[Aim of the exercise]:
Every record must be written out once more, with nothing added or omitted.

....

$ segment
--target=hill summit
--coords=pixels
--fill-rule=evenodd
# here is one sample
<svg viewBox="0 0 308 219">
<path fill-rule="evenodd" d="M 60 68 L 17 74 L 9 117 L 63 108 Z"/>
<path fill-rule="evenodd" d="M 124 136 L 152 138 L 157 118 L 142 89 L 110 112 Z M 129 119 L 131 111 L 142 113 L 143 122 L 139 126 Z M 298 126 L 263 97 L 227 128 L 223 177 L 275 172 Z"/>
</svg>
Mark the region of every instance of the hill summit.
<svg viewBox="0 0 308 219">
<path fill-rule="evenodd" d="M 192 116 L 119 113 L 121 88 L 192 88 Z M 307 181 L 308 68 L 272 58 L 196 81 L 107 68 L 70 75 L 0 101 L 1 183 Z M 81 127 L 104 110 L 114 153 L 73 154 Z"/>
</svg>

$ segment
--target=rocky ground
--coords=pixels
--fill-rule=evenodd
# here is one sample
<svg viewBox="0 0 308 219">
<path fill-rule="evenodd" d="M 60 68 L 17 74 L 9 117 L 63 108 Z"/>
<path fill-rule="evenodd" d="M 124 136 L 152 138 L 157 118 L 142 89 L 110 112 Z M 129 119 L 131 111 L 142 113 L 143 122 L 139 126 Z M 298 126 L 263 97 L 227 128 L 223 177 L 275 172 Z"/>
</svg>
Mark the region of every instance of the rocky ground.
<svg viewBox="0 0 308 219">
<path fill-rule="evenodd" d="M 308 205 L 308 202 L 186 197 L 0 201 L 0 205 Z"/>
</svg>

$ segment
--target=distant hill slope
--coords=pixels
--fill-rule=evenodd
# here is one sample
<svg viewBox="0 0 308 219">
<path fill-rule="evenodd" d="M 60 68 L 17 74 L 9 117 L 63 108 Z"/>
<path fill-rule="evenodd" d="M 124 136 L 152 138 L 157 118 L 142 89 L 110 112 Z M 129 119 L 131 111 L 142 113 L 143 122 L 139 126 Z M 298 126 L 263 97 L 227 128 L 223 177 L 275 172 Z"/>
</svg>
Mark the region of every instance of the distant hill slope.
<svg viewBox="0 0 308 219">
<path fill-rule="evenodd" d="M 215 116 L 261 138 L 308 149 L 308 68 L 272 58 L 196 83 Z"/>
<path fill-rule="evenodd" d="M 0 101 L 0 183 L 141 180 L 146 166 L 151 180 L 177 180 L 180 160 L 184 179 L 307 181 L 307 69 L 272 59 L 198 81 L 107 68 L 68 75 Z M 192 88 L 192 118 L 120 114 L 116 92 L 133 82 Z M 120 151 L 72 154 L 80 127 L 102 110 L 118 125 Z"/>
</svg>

....

[Exercise solution]:
$ segment
--target=hill summit
--coords=pixels
--fill-rule=evenodd
# here is one sample
<svg viewBox="0 0 308 219">
<path fill-rule="evenodd" d="M 60 68 L 17 74 L 9 117 L 63 108 Z"/>
<path fill-rule="evenodd" d="M 124 136 L 152 138 L 157 118 L 142 89 L 110 112 Z M 129 119 L 131 111 L 142 113 L 143 122 L 139 126 Z M 298 126 L 263 97 L 227 128 L 223 177 L 275 172 Z"/>
</svg>
Mark the region of every instance of the hill summit.
<svg viewBox="0 0 308 219">
<path fill-rule="evenodd" d="M 192 116 L 119 113 L 121 88 L 192 88 Z M 307 181 L 308 68 L 272 58 L 196 81 L 107 68 L 70 75 L 0 101 L 1 183 Z M 81 127 L 104 110 L 114 153 L 73 154 Z"/>
</svg>

$ segment
--target=rocky ground
--coords=pixels
--fill-rule=evenodd
# here is one sample
<svg viewBox="0 0 308 219">
<path fill-rule="evenodd" d="M 60 68 L 17 74 L 9 117 L 63 108 Z"/>
<path fill-rule="evenodd" d="M 124 136 L 152 138 L 157 118 L 142 89 L 110 112 Z M 129 119 L 131 111 L 142 113 L 143 122 L 139 126 Z M 298 126 L 263 97 L 227 128 L 223 177 L 275 172 Z"/>
</svg>
Mark the region of every instance of the rocky ground.
<svg viewBox="0 0 308 219">
<path fill-rule="evenodd" d="M 308 205 L 308 202 L 186 197 L 0 201 L 0 205 Z"/>
</svg>

$ segment
--target=distant hill slope
--coords=pixels
--fill-rule=evenodd
# here is one sample
<svg viewBox="0 0 308 219">
<path fill-rule="evenodd" d="M 60 68 L 17 74 L 9 117 L 63 108 Z"/>
<path fill-rule="evenodd" d="M 124 136 L 152 138 L 157 118 L 142 89 L 110 112 Z M 129 119 L 131 111 L 142 113 L 143 122 L 139 126 Z M 298 126 L 263 97 L 227 128 L 223 177 L 275 172 Z"/>
</svg>
Mark the region of every instance of the distant hill slope.
<svg viewBox="0 0 308 219">
<path fill-rule="evenodd" d="M 215 116 L 261 138 L 308 149 L 308 68 L 272 58 L 196 83 Z"/>
<path fill-rule="evenodd" d="M 0 101 L 0 183 L 141 180 L 146 166 L 151 180 L 177 180 L 180 160 L 184 179 L 307 181 L 307 69 L 272 59 L 198 81 L 107 68 L 68 75 Z M 192 88 L 192 118 L 120 114 L 116 92 L 133 82 Z M 120 151 L 72 154 L 80 127 L 102 110 L 118 125 Z"/>
</svg>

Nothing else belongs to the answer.